▶ _Your instructions_
Give back, unchanged, each line from the one containing "Would you mind marking the woman's" through the last line of the entries below.

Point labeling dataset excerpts
•••••
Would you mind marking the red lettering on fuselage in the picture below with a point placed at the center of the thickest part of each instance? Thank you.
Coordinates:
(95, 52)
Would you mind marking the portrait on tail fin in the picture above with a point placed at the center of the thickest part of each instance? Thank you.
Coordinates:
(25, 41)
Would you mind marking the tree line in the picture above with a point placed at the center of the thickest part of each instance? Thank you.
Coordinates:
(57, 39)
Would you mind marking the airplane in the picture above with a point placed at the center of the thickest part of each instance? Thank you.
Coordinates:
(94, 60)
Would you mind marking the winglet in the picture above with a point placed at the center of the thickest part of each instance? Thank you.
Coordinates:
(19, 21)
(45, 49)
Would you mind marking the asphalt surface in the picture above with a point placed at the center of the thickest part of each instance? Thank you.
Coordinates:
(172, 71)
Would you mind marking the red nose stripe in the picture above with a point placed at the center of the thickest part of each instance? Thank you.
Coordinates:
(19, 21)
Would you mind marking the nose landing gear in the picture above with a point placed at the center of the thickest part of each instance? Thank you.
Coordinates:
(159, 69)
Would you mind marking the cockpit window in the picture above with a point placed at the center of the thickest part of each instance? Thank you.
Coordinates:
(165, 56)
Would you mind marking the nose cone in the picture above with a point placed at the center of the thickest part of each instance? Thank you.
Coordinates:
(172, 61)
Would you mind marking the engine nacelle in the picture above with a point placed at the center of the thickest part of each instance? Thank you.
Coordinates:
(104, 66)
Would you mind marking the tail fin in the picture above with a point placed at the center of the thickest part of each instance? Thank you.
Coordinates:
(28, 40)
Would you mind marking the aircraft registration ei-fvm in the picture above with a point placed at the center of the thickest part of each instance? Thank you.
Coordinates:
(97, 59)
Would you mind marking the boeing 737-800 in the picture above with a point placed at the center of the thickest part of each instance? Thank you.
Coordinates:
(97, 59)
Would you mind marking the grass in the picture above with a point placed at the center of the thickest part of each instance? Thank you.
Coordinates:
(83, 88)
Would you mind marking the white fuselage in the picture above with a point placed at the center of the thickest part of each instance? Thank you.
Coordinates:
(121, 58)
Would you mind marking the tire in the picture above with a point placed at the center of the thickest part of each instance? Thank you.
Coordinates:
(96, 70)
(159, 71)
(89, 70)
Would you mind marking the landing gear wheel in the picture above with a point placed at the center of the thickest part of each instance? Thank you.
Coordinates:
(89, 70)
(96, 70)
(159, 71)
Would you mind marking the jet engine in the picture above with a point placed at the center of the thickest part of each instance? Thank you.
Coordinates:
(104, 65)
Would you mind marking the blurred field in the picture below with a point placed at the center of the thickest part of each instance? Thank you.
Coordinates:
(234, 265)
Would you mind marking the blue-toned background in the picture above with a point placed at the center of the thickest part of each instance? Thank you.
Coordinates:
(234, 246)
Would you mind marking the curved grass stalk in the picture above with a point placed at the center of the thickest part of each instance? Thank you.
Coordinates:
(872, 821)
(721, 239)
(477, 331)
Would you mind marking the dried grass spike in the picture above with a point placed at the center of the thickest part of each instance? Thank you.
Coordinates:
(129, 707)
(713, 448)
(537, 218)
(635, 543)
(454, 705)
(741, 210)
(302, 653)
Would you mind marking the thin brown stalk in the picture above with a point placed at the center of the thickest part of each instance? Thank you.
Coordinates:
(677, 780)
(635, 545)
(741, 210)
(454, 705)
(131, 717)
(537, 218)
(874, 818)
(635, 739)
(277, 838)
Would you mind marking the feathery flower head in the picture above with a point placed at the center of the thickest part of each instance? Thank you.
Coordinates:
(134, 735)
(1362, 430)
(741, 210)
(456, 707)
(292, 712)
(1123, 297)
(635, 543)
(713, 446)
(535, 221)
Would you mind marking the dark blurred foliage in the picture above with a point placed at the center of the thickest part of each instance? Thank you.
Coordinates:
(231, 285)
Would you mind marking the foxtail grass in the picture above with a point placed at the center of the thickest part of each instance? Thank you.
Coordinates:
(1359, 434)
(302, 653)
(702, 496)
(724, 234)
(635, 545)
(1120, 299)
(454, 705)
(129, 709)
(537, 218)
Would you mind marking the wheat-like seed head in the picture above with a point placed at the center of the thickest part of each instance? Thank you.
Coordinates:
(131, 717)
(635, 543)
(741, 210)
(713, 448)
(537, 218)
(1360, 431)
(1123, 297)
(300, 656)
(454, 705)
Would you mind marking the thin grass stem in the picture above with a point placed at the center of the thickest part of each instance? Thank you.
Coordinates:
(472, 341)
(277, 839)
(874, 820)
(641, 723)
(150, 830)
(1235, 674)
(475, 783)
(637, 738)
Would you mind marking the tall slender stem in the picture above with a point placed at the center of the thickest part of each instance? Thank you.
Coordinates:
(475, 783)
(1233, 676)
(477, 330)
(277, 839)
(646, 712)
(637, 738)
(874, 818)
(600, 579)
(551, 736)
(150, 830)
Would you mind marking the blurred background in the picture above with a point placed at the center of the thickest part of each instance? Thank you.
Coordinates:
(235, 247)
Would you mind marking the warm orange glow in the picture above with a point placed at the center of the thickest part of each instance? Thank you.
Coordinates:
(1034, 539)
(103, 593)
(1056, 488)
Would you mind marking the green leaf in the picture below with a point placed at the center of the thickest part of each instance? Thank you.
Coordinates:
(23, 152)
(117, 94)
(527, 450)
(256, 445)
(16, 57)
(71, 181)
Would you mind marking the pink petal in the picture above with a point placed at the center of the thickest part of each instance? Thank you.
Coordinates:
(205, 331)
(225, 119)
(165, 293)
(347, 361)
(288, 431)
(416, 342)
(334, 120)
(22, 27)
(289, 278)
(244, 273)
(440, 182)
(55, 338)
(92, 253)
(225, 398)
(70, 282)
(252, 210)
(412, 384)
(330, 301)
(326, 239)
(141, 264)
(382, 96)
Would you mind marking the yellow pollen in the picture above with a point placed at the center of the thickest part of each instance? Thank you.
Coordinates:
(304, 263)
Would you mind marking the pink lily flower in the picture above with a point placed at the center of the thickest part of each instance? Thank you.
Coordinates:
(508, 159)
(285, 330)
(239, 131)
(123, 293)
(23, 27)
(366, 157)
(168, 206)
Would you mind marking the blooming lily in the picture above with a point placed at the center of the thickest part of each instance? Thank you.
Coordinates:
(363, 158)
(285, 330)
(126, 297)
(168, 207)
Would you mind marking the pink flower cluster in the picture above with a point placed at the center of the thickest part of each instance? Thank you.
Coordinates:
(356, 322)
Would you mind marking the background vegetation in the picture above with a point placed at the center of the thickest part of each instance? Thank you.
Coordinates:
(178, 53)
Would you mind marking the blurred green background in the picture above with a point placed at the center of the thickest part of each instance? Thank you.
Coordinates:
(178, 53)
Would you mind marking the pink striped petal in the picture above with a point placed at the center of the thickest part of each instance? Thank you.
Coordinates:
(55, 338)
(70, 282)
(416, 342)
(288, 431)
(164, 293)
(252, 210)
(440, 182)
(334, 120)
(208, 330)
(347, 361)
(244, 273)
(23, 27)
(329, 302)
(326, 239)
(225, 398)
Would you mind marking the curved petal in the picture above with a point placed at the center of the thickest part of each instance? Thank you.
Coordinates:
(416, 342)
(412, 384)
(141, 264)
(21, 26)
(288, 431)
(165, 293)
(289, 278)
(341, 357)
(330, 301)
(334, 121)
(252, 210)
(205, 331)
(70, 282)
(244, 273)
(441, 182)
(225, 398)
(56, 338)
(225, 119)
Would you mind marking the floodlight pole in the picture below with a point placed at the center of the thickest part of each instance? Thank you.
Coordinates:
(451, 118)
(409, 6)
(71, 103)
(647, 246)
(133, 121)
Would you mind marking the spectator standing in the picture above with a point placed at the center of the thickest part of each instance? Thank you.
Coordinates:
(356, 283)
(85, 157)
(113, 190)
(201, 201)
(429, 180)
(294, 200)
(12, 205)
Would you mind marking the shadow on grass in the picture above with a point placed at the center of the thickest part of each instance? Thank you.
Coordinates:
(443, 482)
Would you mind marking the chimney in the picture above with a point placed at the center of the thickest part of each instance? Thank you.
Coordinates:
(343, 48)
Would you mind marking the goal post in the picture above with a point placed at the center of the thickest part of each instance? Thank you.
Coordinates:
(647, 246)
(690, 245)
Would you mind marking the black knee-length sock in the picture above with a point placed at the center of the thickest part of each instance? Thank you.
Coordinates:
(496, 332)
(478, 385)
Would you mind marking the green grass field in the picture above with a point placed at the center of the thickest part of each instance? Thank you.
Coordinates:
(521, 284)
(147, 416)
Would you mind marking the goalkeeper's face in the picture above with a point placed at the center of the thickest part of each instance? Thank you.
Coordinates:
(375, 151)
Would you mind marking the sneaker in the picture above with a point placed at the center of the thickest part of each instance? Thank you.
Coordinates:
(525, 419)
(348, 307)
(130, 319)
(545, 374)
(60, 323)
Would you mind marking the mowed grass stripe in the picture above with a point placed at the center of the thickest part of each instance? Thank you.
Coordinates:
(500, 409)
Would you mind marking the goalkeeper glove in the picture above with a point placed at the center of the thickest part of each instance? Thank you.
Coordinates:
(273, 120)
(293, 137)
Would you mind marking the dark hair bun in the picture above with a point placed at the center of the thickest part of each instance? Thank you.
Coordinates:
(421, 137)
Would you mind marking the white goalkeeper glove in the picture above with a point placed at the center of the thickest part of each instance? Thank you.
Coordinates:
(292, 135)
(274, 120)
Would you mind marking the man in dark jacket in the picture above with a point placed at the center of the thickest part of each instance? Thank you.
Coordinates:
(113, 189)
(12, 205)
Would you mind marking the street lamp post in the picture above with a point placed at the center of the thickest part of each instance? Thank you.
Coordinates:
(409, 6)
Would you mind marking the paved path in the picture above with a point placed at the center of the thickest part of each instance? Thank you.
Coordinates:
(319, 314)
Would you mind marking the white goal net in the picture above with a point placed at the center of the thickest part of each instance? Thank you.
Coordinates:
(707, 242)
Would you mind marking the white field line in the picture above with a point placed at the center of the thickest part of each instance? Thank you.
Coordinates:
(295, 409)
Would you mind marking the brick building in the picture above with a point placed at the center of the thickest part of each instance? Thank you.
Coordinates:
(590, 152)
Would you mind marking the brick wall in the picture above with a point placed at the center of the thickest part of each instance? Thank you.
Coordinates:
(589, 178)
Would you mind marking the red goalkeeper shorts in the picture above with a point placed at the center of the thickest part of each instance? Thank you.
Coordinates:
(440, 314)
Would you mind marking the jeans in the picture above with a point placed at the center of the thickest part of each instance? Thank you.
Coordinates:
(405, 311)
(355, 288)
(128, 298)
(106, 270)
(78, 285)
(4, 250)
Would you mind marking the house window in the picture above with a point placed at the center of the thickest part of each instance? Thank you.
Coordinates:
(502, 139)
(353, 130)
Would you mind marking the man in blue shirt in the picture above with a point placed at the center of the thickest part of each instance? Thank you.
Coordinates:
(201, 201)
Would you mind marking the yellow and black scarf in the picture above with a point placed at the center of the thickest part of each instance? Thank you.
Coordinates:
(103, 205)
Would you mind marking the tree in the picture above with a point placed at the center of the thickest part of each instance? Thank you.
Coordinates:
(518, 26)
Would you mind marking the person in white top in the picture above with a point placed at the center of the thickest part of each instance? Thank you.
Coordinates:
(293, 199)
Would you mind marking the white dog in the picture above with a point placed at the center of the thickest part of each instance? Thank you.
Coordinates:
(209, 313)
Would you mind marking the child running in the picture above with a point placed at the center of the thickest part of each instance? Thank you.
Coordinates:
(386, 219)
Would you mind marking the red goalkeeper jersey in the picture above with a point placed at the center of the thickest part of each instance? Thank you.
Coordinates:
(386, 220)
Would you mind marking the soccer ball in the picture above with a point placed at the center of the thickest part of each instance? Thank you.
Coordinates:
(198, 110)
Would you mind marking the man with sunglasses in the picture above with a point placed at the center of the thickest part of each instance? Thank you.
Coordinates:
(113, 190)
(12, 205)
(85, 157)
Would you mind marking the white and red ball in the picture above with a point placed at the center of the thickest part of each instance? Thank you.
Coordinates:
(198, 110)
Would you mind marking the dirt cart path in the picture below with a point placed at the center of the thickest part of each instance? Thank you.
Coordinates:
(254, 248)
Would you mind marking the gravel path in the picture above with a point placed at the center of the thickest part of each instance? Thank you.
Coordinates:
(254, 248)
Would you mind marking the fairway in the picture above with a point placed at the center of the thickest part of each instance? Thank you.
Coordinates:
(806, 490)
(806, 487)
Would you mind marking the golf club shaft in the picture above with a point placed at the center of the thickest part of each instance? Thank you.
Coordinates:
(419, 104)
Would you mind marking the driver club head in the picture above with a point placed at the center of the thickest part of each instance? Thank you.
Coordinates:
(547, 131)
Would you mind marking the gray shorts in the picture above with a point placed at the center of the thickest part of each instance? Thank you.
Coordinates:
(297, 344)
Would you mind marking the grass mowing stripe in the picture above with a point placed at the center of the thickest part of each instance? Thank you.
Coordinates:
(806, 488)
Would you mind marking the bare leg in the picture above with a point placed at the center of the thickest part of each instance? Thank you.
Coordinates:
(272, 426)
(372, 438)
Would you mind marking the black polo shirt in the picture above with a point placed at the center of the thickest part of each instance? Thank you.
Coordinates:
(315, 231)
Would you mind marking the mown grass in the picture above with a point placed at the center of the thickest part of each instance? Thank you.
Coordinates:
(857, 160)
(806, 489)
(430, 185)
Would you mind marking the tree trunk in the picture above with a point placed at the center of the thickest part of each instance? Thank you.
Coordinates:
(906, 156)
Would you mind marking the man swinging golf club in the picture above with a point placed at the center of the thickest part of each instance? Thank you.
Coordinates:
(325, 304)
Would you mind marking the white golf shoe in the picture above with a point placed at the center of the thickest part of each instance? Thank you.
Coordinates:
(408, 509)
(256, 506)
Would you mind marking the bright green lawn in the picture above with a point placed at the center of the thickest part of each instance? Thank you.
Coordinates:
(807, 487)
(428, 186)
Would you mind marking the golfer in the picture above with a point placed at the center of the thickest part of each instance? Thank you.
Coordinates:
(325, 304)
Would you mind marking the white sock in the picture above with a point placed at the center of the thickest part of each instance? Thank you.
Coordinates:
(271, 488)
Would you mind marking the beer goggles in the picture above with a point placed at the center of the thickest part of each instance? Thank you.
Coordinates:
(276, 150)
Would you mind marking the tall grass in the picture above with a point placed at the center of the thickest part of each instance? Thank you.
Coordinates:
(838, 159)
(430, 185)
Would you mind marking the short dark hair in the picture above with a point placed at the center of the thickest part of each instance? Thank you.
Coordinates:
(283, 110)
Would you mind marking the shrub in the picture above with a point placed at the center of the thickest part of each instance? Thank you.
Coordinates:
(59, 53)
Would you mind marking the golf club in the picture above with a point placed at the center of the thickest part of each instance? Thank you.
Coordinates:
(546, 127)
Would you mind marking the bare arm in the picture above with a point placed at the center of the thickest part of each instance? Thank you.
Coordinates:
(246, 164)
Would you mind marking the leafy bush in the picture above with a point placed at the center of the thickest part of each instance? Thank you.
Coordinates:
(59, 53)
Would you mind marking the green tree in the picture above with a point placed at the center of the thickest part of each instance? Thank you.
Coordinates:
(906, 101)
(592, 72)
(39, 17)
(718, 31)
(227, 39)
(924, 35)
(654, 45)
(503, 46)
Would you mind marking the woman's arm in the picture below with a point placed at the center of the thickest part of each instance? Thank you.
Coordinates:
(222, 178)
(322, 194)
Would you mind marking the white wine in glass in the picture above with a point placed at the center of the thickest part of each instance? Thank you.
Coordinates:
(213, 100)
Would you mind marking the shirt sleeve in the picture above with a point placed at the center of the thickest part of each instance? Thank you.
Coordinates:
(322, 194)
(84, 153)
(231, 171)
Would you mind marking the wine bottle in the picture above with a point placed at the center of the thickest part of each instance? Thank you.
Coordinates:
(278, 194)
•••••
▶ _Full answer_
Would you mind marking the woman's arm in the picture below with a point placed at the center of the thickest part of each instance? Thank you.
Coordinates:
(222, 178)
(322, 194)
Would you mind marking the white wine in glass in the picture above with a point placed at the center of the thickest part of each instance? Thank you.
Coordinates:
(213, 100)
Would you mind marking the shirt sleeve in the picture above with a point placed at the center of the thickest part of each instance? Thank you.
Coordinates:
(322, 194)
(84, 153)
(231, 171)
Would you mind marking the wine bottle in the picture above with a point placed at the center of the thickest part of each instance? Thank you.
Coordinates:
(278, 194)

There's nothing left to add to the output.